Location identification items
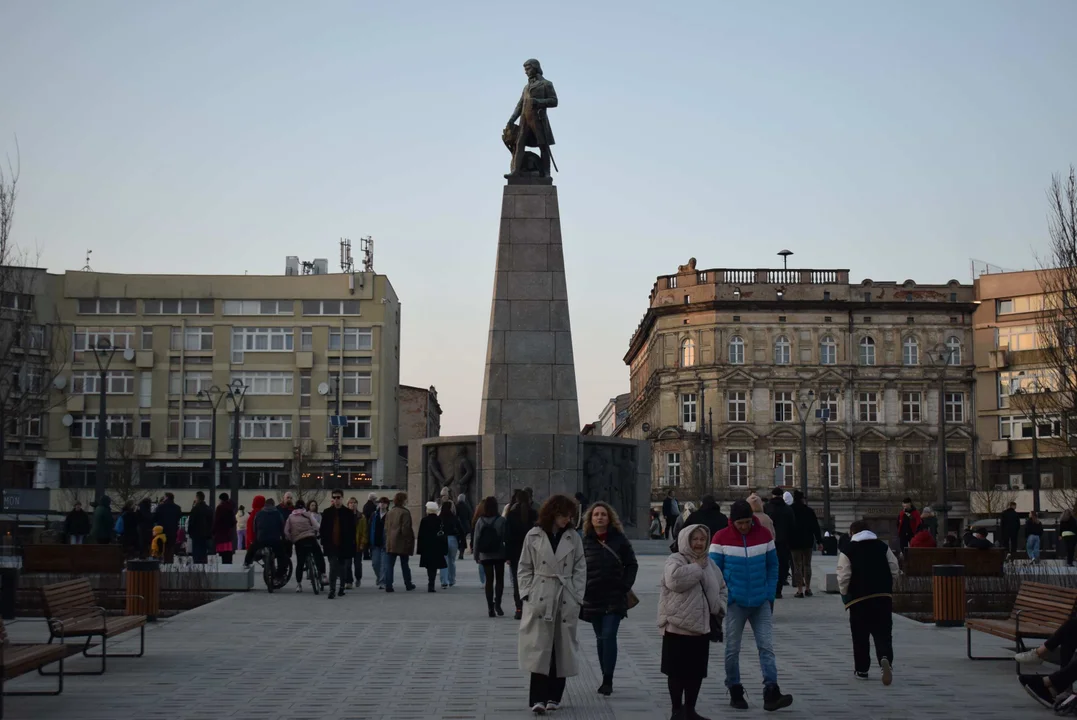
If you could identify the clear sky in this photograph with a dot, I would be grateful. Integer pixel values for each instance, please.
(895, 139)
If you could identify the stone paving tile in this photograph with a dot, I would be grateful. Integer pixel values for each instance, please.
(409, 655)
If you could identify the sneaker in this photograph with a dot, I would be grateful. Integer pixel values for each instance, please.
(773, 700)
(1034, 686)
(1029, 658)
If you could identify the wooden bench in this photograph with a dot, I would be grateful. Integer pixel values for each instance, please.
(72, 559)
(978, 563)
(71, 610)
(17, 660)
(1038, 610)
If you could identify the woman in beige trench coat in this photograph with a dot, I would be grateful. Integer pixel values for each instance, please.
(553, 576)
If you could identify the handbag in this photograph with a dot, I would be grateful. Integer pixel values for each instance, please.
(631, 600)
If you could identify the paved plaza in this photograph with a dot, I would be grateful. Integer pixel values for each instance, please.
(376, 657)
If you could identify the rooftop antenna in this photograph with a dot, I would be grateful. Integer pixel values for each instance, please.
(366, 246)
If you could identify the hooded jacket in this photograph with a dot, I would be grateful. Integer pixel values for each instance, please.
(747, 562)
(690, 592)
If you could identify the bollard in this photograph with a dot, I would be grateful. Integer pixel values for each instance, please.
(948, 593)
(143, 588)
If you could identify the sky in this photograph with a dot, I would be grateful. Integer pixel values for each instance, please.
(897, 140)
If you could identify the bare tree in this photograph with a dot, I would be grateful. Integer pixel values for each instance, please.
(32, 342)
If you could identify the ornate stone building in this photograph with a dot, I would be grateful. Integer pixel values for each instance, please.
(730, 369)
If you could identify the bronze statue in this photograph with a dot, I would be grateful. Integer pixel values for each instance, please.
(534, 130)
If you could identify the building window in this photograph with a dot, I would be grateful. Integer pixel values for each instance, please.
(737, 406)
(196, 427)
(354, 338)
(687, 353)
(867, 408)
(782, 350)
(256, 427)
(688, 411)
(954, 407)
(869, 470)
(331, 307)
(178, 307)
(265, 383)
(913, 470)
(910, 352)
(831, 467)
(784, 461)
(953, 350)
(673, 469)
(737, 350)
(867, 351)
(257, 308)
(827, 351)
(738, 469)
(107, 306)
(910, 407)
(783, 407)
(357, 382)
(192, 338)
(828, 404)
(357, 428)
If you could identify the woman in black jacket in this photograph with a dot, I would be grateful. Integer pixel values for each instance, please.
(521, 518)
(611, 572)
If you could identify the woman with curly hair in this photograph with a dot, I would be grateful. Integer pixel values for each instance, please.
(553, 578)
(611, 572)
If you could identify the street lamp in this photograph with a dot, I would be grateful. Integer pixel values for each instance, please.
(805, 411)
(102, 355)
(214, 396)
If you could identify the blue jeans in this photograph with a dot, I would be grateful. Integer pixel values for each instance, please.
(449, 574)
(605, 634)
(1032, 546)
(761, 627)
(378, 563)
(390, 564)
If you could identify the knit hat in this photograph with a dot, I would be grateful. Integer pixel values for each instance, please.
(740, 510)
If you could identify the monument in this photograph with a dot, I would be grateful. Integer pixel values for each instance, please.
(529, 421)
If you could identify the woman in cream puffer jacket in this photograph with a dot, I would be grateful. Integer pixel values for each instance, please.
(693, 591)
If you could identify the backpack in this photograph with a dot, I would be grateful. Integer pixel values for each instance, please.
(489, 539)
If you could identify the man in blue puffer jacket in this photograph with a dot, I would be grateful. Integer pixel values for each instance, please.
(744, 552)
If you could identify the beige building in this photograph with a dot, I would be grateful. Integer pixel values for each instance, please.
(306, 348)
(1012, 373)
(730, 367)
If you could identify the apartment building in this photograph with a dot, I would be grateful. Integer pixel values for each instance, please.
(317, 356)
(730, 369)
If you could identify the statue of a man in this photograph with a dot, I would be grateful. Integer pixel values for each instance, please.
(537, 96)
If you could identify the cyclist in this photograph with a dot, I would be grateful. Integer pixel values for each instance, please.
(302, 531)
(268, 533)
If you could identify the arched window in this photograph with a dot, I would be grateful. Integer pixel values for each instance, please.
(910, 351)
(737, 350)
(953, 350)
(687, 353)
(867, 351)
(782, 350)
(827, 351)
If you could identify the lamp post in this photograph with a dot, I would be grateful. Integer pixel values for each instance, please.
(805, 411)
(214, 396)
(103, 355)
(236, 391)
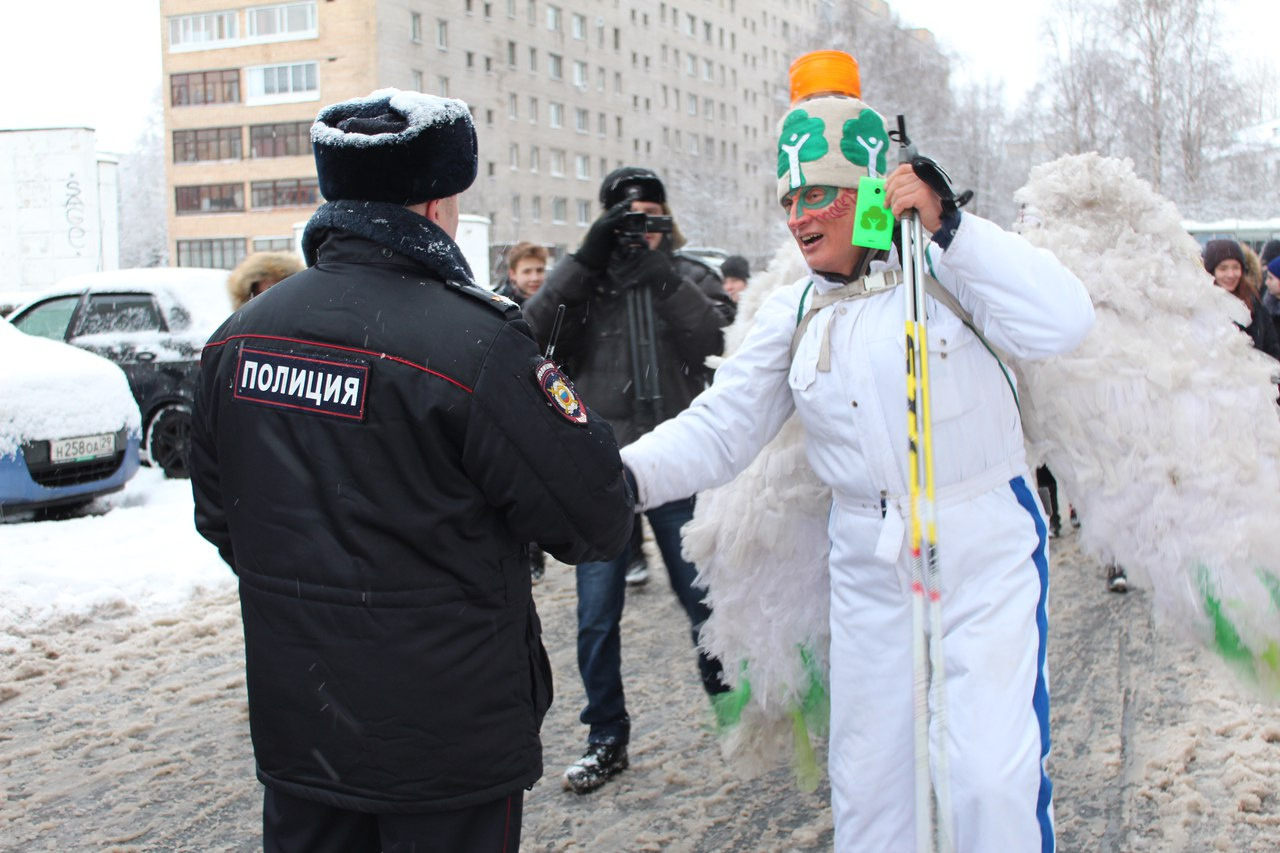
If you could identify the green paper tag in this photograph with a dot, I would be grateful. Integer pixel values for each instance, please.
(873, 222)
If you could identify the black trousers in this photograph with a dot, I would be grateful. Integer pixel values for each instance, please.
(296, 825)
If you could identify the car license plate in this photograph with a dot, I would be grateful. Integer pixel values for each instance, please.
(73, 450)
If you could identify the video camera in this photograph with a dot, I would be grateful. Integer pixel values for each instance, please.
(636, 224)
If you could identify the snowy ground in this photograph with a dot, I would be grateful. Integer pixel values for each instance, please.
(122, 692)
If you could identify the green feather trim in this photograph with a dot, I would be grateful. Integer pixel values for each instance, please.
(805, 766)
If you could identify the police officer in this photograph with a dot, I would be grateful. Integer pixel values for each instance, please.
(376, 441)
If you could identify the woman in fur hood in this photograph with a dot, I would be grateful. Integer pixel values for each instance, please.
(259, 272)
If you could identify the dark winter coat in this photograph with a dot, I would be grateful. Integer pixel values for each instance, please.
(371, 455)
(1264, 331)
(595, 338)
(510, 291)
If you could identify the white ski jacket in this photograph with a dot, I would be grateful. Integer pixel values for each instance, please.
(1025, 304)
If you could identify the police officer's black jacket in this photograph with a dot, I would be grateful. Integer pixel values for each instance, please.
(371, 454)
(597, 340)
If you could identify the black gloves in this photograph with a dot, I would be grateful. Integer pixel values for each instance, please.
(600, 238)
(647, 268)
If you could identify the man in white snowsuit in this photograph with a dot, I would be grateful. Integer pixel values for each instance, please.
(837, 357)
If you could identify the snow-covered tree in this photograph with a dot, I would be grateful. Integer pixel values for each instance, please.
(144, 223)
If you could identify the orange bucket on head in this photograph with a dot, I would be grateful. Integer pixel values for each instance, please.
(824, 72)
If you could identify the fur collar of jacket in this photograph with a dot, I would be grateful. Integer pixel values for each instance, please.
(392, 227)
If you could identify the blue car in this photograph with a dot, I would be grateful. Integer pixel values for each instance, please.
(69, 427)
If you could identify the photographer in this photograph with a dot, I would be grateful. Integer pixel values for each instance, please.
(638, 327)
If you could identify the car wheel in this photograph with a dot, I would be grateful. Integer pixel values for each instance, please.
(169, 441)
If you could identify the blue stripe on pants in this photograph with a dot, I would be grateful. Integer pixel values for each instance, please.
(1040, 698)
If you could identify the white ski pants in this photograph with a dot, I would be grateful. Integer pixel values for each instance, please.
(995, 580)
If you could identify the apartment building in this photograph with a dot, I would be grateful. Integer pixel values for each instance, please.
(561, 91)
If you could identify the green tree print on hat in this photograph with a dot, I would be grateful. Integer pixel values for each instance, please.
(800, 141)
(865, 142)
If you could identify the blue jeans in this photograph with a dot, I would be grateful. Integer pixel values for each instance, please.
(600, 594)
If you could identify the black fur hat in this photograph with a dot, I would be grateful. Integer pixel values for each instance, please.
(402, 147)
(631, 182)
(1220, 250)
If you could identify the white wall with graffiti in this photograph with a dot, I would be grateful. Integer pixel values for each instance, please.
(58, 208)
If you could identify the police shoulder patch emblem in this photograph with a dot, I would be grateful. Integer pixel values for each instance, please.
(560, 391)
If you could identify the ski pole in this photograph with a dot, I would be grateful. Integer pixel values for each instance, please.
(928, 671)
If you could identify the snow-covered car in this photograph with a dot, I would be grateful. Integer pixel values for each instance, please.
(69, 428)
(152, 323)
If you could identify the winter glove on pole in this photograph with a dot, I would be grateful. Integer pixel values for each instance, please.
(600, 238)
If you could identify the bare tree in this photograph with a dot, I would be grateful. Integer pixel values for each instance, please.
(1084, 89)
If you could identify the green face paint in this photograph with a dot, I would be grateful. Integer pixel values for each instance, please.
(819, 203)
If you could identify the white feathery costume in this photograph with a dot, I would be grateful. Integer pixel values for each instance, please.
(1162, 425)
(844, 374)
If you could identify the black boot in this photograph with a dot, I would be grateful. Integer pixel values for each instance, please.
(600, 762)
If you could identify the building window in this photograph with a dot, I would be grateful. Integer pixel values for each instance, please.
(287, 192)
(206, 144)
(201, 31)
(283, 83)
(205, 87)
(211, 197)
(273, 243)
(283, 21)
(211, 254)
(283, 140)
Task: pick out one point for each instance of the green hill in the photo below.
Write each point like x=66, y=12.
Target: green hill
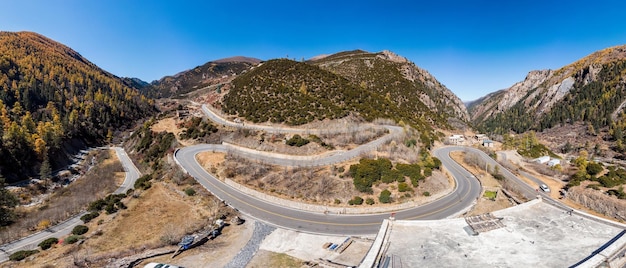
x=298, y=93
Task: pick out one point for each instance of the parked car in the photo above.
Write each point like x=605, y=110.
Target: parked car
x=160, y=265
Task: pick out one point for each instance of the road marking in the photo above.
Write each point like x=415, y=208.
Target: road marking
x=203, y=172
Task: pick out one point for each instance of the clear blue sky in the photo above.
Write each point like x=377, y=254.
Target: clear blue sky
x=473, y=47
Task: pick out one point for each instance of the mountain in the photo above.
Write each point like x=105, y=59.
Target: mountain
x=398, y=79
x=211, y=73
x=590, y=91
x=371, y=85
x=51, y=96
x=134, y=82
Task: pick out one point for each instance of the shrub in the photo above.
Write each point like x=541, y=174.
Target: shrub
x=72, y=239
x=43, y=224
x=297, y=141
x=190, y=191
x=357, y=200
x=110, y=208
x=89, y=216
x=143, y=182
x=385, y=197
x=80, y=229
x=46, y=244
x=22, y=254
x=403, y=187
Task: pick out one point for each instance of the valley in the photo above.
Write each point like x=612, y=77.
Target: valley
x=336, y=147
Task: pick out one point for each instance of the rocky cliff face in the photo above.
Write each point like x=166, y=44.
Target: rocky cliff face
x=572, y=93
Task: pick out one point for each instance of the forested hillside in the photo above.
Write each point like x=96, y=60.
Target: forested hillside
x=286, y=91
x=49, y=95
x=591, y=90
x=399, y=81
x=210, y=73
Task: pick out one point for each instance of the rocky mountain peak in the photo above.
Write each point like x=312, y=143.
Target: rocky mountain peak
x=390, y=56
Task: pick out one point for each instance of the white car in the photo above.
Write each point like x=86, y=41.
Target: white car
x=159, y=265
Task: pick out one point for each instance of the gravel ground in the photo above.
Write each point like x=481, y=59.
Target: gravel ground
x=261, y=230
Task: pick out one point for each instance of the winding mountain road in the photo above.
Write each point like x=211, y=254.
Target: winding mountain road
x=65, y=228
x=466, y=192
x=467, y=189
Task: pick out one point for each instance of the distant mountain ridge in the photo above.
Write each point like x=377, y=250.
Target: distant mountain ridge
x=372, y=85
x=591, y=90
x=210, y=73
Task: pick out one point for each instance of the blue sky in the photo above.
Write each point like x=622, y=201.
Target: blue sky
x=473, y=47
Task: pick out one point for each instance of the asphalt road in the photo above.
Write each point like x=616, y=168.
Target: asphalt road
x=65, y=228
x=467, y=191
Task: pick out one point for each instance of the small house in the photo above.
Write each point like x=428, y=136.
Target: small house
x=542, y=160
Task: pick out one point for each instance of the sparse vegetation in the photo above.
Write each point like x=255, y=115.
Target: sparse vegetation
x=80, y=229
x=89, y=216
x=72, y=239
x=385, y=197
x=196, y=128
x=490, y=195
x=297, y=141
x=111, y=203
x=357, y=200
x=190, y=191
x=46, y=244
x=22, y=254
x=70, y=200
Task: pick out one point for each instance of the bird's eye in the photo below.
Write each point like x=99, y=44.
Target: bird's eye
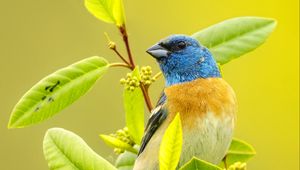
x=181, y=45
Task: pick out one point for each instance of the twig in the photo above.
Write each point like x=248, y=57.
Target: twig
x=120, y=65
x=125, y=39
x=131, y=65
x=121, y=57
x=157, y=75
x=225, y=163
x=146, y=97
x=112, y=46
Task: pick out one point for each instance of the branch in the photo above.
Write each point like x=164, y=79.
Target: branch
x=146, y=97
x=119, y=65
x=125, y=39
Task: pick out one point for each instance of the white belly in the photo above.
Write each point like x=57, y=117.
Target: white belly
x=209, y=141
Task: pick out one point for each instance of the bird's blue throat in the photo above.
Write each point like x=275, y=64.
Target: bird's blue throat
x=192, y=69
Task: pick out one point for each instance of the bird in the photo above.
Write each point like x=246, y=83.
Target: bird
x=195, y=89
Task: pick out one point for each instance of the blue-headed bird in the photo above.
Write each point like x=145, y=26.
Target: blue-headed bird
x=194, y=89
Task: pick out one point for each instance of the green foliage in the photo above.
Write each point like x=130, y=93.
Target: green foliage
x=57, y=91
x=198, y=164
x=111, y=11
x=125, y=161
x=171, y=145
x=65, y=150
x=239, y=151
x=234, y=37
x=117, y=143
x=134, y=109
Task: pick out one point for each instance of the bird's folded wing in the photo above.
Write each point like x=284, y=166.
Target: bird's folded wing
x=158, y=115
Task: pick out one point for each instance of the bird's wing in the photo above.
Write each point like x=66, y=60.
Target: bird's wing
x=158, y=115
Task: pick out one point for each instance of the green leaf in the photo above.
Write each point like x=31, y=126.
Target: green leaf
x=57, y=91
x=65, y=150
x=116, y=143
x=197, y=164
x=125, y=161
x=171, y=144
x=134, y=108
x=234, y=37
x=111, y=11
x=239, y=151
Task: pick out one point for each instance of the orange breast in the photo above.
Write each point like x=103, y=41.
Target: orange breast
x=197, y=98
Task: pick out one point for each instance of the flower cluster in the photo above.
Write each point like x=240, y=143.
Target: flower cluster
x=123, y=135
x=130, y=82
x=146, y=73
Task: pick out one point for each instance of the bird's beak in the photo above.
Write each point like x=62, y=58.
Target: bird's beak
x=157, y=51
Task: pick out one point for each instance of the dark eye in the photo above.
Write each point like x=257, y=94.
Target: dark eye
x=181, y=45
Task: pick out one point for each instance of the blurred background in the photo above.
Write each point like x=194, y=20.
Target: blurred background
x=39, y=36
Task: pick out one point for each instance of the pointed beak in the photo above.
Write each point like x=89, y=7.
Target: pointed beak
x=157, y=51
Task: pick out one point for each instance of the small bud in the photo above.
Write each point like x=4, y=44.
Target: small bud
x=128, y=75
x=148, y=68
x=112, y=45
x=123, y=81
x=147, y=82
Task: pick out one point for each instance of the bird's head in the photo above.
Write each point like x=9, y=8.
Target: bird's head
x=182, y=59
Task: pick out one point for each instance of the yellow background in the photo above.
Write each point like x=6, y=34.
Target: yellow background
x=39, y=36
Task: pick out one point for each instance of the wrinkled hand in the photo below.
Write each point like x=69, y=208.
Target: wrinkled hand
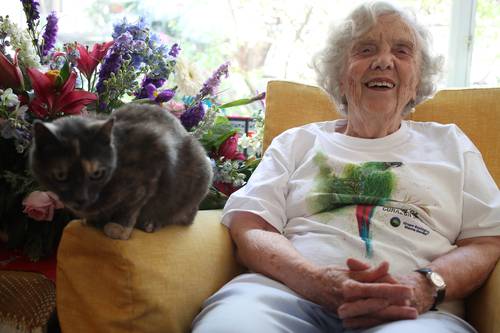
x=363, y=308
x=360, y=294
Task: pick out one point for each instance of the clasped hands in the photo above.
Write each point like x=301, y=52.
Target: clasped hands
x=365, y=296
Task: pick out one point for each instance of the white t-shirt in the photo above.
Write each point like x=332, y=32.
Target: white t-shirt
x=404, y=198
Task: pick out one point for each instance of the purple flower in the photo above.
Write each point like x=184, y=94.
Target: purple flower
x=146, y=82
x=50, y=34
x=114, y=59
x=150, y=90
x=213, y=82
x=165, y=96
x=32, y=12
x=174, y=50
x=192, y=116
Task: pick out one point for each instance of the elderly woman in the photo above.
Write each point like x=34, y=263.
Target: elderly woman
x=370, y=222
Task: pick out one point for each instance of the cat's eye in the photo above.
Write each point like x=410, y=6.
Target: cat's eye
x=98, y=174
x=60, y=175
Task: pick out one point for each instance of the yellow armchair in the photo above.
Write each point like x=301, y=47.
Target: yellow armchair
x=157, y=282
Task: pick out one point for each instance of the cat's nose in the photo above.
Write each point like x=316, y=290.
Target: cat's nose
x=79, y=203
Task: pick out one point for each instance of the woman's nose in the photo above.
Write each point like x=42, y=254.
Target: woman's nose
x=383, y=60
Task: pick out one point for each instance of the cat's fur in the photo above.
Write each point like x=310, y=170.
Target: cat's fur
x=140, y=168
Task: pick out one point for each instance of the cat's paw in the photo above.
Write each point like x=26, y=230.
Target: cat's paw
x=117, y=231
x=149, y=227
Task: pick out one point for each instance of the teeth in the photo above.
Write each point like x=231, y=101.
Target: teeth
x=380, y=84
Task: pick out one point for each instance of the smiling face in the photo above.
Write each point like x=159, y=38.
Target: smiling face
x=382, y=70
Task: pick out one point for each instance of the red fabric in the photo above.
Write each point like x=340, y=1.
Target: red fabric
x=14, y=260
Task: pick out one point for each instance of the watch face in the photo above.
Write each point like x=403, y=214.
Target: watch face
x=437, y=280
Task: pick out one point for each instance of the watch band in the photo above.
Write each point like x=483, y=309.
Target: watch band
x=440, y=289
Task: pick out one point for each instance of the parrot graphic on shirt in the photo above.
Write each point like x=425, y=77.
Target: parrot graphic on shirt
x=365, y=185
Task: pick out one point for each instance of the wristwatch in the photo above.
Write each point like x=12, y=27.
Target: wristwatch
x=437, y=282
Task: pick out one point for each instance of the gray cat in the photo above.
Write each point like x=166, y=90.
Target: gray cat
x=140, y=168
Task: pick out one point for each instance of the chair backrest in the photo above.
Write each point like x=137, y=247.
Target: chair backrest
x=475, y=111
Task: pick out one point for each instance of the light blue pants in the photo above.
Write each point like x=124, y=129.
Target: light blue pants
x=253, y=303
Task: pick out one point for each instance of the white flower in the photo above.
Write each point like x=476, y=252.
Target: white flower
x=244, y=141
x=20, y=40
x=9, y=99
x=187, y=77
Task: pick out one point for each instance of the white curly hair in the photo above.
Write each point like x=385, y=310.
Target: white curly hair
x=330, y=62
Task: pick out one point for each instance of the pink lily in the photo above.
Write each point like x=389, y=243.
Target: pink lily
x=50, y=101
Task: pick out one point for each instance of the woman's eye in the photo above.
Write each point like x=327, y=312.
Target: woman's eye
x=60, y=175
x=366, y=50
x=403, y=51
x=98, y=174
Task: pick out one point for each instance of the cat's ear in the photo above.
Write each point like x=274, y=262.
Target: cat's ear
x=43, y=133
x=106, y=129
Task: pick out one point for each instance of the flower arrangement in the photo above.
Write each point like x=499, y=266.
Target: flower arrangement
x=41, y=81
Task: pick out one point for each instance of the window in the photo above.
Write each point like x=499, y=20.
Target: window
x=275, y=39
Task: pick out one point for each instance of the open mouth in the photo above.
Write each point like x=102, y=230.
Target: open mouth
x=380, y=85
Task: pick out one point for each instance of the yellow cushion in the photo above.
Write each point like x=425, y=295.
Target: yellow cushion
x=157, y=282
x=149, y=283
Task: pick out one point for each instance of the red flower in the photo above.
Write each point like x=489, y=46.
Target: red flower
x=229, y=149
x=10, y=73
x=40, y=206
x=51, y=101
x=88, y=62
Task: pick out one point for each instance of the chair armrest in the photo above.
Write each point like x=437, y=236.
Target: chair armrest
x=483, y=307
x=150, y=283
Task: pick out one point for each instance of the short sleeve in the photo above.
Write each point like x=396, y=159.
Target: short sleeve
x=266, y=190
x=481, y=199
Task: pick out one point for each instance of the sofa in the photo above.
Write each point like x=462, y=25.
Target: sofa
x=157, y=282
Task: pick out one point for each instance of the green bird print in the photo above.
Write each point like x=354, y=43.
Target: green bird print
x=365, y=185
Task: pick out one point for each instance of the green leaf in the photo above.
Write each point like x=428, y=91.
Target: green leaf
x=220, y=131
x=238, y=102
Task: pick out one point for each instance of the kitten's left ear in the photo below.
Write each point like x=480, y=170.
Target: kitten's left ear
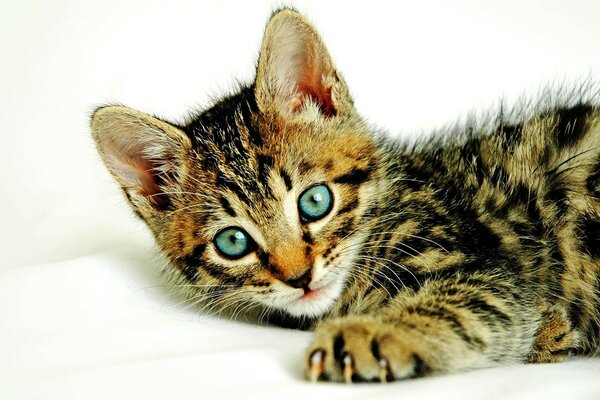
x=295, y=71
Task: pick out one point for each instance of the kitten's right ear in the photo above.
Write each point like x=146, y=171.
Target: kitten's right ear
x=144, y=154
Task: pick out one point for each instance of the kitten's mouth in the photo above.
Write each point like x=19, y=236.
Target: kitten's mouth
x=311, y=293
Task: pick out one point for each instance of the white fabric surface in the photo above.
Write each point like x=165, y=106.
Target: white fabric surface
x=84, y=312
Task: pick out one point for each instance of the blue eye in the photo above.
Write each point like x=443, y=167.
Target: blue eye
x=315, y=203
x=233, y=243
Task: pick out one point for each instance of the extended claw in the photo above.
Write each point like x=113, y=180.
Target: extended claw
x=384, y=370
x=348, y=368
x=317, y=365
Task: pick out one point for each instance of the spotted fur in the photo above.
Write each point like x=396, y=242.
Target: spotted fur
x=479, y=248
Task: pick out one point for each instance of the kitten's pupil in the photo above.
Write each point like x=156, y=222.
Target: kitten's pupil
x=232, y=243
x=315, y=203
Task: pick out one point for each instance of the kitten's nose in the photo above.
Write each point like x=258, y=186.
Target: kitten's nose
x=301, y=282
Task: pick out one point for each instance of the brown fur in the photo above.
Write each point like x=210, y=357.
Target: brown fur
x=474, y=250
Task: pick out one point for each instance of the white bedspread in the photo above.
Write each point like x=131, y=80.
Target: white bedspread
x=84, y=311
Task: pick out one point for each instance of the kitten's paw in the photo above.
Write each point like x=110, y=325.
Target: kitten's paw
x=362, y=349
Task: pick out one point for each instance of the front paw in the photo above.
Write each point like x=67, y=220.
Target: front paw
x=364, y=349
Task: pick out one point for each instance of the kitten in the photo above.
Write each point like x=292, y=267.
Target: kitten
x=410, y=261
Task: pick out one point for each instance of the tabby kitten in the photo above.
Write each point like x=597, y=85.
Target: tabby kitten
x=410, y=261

## THE PROBLEM
Could you extract the lines above, starting with the line that contains "Task: pick out one point for each instance of the road" and ending after the line that contains "x=159, y=265", and reproduce them verbatim?

## THE SOLUTION
Task: pick out one point for each instance of the road marking in the photo above.
Write each point like x=415, y=208.
Target: road marking
x=203, y=172
Task: pick out one point for each instance of the clear blue sky in the photo above.
Write each point like x=377, y=254.
Target: clear blue sky
x=473, y=47
Task: pick out one point for each instance of the mountain in the photo above.
Write each point like x=105, y=59.
Target: mountain
x=398, y=79
x=211, y=73
x=590, y=91
x=371, y=85
x=51, y=96
x=134, y=82
Task: pick out one point for each instance of the shrub in the photo above.
Write each point like x=541, y=174.
Target: shrub
x=72, y=239
x=43, y=224
x=297, y=141
x=190, y=191
x=357, y=200
x=110, y=208
x=89, y=216
x=143, y=182
x=385, y=197
x=80, y=229
x=46, y=244
x=22, y=254
x=403, y=187
Task: pick out one point for each instance of the valley in the photo above.
Write each point like x=612, y=77.
Target: valley
x=336, y=147
Task: pick out one point for each instance of the rocky cliff face in the photo above.
Write each point like x=166, y=44.
Target: rocky cliff face
x=572, y=93
Task: pick out one point for each instance of the forested hillside in the photo above.
Write each point like x=96, y=60.
Target: forested hillside
x=286, y=91
x=49, y=95
x=591, y=90
x=399, y=81
x=210, y=73
Task: pick out one point for each instance of the rocky mountain peak in the photo above.
Write each point like x=312, y=143.
Target: rocky mountain peak
x=390, y=56
Task: pick out one point for each instance of the white car in the photo above.
Write each point like x=86, y=41.
Target: white car
x=159, y=265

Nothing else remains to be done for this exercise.